Your assignment »
Reproduce the items below verbatim, from their first line through the line that contains "positive clicks: (208, 150)".

Records for the exercise »
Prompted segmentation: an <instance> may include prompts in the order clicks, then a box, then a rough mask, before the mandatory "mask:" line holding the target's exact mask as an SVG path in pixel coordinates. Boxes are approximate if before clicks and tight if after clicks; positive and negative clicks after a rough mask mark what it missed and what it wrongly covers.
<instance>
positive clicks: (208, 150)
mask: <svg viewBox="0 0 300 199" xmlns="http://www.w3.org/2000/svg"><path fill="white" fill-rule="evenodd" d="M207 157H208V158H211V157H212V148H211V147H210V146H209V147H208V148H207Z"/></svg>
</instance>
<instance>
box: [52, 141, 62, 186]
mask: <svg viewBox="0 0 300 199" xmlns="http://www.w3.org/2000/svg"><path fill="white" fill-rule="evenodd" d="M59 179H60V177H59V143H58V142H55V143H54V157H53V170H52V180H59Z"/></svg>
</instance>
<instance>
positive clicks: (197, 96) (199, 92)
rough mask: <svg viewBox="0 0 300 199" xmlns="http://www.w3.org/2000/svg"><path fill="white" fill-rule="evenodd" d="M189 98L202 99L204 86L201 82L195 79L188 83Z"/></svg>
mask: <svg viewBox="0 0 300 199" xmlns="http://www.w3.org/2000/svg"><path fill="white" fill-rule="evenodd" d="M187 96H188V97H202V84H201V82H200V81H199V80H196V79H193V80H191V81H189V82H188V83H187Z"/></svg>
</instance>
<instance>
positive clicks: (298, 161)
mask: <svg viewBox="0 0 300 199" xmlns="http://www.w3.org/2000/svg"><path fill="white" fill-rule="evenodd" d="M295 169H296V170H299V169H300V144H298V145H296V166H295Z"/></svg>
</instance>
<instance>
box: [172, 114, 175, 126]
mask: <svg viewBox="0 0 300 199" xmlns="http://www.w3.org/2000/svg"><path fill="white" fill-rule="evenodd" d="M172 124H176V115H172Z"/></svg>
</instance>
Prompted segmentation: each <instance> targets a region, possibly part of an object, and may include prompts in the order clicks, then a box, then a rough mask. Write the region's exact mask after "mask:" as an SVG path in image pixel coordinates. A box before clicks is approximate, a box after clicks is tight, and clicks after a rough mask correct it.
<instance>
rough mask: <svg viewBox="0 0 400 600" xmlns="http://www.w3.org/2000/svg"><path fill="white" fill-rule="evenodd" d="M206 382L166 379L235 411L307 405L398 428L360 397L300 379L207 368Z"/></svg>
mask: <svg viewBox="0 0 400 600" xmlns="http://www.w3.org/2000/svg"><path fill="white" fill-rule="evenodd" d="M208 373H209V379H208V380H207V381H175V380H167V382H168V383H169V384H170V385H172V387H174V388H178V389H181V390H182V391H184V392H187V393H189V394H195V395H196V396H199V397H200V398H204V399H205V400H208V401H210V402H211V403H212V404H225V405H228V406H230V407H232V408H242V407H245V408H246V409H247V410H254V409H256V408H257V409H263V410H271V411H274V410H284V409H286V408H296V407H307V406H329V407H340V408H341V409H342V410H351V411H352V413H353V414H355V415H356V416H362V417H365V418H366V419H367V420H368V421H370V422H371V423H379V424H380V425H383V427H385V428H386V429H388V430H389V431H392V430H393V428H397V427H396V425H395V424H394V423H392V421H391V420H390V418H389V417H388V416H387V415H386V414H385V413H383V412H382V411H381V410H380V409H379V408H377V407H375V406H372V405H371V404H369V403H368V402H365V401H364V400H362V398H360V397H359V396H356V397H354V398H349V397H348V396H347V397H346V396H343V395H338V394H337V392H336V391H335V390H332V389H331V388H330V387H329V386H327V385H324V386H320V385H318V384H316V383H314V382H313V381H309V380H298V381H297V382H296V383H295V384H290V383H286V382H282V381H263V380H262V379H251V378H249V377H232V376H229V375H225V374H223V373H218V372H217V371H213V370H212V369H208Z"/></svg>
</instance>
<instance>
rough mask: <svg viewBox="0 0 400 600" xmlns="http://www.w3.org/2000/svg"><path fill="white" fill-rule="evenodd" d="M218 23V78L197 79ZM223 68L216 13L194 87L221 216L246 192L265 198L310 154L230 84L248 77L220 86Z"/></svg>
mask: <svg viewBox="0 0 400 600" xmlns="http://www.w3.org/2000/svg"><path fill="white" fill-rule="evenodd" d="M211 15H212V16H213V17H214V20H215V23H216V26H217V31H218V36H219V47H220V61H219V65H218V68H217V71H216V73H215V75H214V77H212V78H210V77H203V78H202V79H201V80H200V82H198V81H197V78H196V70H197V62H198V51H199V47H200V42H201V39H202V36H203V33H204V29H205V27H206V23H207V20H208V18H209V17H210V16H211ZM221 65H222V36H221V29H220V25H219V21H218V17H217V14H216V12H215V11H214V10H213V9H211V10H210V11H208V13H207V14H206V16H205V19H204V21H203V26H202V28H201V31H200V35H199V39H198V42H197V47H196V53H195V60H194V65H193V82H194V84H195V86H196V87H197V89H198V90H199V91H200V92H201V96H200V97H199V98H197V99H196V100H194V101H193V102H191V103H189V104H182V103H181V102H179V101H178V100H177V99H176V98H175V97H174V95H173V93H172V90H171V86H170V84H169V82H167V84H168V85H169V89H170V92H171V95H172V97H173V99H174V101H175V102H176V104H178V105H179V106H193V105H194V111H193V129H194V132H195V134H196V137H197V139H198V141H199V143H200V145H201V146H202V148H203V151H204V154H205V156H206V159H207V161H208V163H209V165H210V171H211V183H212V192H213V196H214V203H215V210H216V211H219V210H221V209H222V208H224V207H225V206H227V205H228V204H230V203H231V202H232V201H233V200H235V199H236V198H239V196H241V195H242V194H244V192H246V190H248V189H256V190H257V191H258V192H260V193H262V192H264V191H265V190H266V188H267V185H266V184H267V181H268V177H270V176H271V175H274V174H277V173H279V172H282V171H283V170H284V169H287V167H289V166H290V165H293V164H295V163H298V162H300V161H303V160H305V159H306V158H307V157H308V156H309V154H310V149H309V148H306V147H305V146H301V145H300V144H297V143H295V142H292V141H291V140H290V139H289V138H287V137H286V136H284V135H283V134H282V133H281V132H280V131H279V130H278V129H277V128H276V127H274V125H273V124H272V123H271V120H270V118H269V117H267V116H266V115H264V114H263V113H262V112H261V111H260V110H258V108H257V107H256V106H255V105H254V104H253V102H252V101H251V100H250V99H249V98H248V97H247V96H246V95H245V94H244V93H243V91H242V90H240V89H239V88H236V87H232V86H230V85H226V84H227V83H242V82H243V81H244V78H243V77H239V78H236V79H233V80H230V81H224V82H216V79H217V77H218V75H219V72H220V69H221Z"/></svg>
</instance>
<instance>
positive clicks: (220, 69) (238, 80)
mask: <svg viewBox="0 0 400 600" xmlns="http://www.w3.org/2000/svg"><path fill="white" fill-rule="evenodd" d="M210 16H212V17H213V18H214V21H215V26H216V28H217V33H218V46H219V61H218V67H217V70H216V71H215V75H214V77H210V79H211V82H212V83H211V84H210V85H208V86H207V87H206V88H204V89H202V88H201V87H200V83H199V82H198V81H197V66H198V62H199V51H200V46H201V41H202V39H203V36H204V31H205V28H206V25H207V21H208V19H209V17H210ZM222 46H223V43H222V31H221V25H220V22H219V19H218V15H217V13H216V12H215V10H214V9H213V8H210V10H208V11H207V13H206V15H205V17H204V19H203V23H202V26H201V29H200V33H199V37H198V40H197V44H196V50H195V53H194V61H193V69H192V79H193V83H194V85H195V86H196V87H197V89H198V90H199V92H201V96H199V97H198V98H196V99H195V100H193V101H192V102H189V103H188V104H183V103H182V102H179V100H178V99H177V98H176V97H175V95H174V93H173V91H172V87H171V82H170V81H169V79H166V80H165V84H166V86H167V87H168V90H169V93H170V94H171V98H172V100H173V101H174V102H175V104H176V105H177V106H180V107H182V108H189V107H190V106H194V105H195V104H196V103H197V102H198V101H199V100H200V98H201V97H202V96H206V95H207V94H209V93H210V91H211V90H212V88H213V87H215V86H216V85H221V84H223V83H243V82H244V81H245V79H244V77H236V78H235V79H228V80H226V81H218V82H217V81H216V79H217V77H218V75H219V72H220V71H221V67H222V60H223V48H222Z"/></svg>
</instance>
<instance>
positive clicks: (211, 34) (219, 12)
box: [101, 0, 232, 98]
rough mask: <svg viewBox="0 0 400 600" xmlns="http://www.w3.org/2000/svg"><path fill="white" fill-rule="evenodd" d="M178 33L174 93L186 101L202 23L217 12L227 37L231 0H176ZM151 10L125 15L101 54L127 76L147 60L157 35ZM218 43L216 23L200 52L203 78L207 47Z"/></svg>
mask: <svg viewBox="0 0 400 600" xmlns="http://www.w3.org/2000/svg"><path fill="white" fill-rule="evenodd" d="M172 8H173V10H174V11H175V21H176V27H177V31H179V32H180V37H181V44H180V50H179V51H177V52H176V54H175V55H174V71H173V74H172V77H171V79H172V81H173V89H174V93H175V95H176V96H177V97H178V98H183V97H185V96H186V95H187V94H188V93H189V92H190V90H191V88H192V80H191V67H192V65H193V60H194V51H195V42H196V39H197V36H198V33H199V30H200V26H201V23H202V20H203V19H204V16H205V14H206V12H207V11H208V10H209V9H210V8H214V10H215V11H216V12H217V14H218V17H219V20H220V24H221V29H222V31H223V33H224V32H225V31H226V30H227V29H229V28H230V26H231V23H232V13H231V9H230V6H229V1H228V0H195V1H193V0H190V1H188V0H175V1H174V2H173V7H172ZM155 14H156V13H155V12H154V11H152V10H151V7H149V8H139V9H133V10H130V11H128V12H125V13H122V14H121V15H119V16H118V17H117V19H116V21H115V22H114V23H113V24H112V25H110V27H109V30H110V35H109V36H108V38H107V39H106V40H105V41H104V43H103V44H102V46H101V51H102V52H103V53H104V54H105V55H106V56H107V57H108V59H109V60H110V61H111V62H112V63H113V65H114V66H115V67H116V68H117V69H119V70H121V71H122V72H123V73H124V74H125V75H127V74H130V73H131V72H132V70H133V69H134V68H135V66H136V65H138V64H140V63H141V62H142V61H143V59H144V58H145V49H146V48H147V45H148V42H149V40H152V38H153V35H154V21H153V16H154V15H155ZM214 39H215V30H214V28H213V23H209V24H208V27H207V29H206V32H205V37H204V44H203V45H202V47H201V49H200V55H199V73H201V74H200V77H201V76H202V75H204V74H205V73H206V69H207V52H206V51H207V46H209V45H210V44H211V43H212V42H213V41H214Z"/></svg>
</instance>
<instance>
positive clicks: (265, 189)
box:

Final answer »
Prompted segmentation: an <instance> may include prompts in the order clicks, then a box, then a rough mask, before the mandatory "mask:" line holding the target's exact mask as an SVG path in pixel coordinates. Boxes are approximate if before clicks and tight if after clicks; positive and negative clicks after a rough mask mark what it missed and what it wrongly covers.
<instance>
positive clicks: (208, 150)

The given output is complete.